::: RECORD EXTRACTS

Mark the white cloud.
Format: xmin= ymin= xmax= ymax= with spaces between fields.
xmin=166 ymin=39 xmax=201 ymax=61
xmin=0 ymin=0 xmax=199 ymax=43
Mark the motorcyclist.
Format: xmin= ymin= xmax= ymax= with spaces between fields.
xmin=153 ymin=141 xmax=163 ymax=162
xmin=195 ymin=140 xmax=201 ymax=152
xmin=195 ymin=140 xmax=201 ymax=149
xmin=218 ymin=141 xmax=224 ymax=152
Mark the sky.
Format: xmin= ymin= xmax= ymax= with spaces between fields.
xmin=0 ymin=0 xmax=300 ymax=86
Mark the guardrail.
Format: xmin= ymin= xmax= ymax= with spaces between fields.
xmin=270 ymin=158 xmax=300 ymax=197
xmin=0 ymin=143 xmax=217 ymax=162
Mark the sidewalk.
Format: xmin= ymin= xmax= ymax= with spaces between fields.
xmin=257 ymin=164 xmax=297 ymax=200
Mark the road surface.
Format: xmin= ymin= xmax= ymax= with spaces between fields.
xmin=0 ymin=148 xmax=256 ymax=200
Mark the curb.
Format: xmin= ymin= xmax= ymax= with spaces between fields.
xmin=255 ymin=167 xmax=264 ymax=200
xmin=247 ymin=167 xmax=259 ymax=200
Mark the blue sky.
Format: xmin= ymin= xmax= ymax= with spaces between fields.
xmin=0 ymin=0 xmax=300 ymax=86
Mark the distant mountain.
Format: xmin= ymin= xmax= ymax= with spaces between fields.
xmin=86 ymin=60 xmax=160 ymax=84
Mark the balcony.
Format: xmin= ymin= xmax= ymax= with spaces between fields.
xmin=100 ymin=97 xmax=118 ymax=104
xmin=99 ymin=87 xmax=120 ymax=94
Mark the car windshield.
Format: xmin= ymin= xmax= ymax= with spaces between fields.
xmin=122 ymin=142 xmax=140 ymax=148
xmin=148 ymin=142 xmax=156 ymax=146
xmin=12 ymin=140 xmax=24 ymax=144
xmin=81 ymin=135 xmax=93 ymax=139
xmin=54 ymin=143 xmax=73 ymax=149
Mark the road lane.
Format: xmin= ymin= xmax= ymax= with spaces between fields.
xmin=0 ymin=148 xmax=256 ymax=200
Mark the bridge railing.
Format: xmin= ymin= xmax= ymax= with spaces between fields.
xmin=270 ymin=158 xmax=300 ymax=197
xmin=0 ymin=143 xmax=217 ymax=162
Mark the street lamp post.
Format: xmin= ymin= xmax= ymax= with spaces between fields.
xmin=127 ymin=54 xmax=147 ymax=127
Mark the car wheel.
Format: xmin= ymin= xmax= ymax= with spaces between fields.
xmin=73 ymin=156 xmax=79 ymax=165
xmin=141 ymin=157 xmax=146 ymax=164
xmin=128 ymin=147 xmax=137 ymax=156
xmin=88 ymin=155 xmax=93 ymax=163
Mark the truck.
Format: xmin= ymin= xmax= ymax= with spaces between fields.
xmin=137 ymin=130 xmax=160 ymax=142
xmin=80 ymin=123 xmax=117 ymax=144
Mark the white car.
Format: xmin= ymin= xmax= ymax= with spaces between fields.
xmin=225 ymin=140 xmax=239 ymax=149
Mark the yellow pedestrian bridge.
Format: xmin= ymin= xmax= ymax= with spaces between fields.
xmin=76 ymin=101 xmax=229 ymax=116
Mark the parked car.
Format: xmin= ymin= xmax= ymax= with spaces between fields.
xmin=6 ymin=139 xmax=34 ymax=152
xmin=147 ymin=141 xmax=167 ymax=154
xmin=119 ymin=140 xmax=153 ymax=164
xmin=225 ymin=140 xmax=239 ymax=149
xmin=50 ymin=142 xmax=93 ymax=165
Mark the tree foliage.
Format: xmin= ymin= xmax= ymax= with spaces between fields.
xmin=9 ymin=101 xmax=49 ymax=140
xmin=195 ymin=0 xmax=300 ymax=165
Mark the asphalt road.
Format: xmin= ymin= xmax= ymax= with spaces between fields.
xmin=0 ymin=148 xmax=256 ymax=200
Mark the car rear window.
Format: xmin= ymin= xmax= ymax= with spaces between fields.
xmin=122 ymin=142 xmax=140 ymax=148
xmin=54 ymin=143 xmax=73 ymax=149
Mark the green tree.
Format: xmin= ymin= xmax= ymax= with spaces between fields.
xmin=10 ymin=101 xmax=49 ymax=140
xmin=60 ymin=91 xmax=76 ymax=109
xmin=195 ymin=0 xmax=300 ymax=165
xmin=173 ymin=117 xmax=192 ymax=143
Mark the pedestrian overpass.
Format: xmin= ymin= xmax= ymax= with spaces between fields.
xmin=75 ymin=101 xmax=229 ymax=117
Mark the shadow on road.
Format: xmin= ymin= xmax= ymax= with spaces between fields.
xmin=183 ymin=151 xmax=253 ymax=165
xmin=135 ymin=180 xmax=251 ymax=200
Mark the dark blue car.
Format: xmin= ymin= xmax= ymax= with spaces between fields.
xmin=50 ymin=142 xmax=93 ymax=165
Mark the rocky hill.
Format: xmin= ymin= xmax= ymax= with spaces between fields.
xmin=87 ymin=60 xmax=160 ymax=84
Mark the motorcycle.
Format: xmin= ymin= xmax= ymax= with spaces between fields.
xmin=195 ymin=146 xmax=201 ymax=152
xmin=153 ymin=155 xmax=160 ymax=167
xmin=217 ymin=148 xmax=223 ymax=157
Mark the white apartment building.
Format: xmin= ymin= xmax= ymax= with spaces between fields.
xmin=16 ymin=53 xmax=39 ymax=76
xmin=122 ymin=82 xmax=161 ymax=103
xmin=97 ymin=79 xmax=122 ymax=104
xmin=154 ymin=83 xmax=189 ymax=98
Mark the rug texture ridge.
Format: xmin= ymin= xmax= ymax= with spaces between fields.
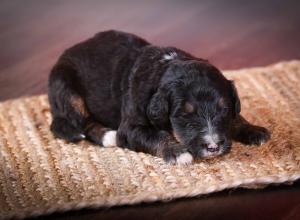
xmin=0 ymin=60 xmax=300 ymax=219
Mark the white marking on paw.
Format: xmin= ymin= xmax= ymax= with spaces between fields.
xmin=102 ymin=131 xmax=117 ymax=147
xmin=79 ymin=134 xmax=86 ymax=139
xmin=176 ymin=152 xmax=193 ymax=165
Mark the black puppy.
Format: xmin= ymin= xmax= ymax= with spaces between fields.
xmin=49 ymin=31 xmax=270 ymax=164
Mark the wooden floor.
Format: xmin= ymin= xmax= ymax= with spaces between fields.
xmin=0 ymin=0 xmax=300 ymax=220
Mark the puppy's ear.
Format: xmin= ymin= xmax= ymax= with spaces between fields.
xmin=147 ymin=89 xmax=169 ymax=127
xmin=230 ymin=80 xmax=241 ymax=117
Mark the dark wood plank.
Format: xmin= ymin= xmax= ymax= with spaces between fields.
xmin=0 ymin=0 xmax=300 ymax=219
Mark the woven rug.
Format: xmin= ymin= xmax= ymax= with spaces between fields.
xmin=0 ymin=61 xmax=300 ymax=218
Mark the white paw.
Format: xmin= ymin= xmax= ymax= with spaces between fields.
xmin=176 ymin=152 xmax=193 ymax=165
xmin=102 ymin=131 xmax=117 ymax=147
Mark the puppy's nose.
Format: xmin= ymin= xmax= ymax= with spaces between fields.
xmin=207 ymin=139 xmax=225 ymax=152
xmin=207 ymin=143 xmax=220 ymax=152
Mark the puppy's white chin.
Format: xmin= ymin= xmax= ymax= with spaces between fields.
xmin=176 ymin=152 xmax=193 ymax=165
xmin=102 ymin=131 xmax=117 ymax=147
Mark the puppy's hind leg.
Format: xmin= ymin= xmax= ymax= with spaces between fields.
xmin=232 ymin=115 xmax=271 ymax=145
xmin=48 ymin=63 xmax=89 ymax=142
xmin=84 ymin=120 xmax=117 ymax=147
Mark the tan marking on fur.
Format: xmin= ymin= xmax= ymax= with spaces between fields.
xmin=173 ymin=131 xmax=181 ymax=143
xmin=70 ymin=95 xmax=89 ymax=117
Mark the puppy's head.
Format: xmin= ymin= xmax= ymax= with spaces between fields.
xmin=148 ymin=61 xmax=240 ymax=158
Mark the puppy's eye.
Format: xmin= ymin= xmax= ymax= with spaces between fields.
xmin=184 ymin=102 xmax=195 ymax=113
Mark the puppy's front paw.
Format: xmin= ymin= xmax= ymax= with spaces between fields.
xmin=239 ymin=125 xmax=271 ymax=145
xmin=163 ymin=145 xmax=193 ymax=165
xmin=102 ymin=131 xmax=117 ymax=147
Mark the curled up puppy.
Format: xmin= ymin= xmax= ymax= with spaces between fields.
xmin=48 ymin=31 xmax=270 ymax=164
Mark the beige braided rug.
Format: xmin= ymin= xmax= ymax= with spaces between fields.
xmin=0 ymin=61 xmax=300 ymax=218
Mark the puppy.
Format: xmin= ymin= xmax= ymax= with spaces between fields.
xmin=48 ymin=31 xmax=270 ymax=164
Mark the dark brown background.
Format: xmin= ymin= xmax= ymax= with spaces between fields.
xmin=0 ymin=0 xmax=300 ymax=220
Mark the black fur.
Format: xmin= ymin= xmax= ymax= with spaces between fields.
xmin=49 ymin=31 xmax=270 ymax=162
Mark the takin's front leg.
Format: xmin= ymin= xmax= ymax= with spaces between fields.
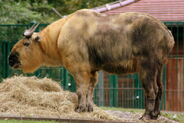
xmin=140 ymin=63 xmax=158 ymax=120
xmin=75 ymin=71 xmax=90 ymax=112
xmin=87 ymin=71 xmax=98 ymax=112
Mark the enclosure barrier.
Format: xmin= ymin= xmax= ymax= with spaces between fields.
xmin=0 ymin=22 xmax=184 ymax=111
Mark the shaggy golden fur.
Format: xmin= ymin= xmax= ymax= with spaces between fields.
xmin=10 ymin=9 xmax=174 ymax=119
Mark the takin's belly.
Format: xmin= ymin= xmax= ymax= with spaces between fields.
xmin=101 ymin=60 xmax=137 ymax=74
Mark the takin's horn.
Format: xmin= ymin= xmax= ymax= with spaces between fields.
xmin=23 ymin=23 xmax=39 ymax=38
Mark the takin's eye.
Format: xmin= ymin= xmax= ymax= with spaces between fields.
xmin=23 ymin=42 xmax=30 ymax=47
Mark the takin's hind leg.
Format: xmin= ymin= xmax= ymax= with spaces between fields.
xmin=72 ymin=65 xmax=97 ymax=112
xmin=153 ymin=65 xmax=163 ymax=119
xmin=139 ymin=63 xmax=157 ymax=120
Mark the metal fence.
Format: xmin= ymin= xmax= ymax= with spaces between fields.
xmin=0 ymin=22 xmax=184 ymax=111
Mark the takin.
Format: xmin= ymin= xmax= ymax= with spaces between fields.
xmin=9 ymin=9 xmax=174 ymax=119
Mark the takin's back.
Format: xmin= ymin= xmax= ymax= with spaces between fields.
xmin=59 ymin=10 xmax=174 ymax=73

::::::

TASK BRIEF: Reproduce the records unchanged from the line containing "Mark the puppy." through the end of the records, including that first line. Leave the pictures out of your answer.

RESULT FOR THIS TASK:
Mark the puppy.
Format: xmin= ymin= xmax= ymax= with spaces between fields.
xmin=48 ymin=31 xmax=270 ymax=164
Mark the dark brown background.
Format: xmin= ymin= xmax= ymax= with spaces between fields.
xmin=0 ymin=0 xmax=300 ymax=220
Mark the black fur.
Format: xmin= ymin= xmax= ymax= with spaces between fields.
xmin=49 ymin=31 xmax=270 ymax=162
Mark the takin's front leg.
Format: xmin= ymin= xmax= ymax= with spaces between fields.
xmin=140 ymin=63 xmax=158 ymax=120
xmin=75 ymin=71 xmax=90 ymax=112
xmin=87 ymin=71 xmax=98 ymax=112
Mark the enclosure barrier.
Format: xmin= ymin= xmax= ymax= with spaces between fields.
xmin=0 ymin=22 xmax=184 ymax=111
Mark the shaggy golden fur.
Format: xmin= ymin= xmax= ymax= with spaces between fields.
xmin=10 ymin=9 xmax=174 ymax=119
Mark the takin's belly.
Format: xmin= ymin= xmax= ymax= with spaces between fields.
xmin=101 ymin=60 xmax=137 ymax=74
Mark the takin's horn.
Format: xmin= ymin= xmax= ymax= with spaces between fields.
xmin=23 ymin=23 xmax=39 ymax=38
Mark the takin's eye.
Format: xmin= ymin= xmax= ymax= with spaces between fields.
xmin=23 ymin=42 xmax=30 ymax=47
Mark the takin's hind leg.
Format: xmin= ymin= xmax= ymax= with spaces between fields.
xmin=72 ymin=65 xmax=97 ymax=112
xmin=153 ymin=65 xmax=163 ymax=119
xmin=139 ymin=63 xmax=157 ymax=120
Mark the metal fence.
Format: xmin= ymin= xmax= ymax= with spaces between fields.
xmin=0 ymin=22 xmax=184 ymax=111
Mark the takin.
Format: xmin= ymin= xmax= ymax= with spaces between fields.
xmin=9 ymin=9 xmax=174 ymax=119
Mark the takin's back.
Format: xmin= ymin= xmax= ymax= with spaces between fields.
xmin=59 ymin=10 xmax=174 ymax=73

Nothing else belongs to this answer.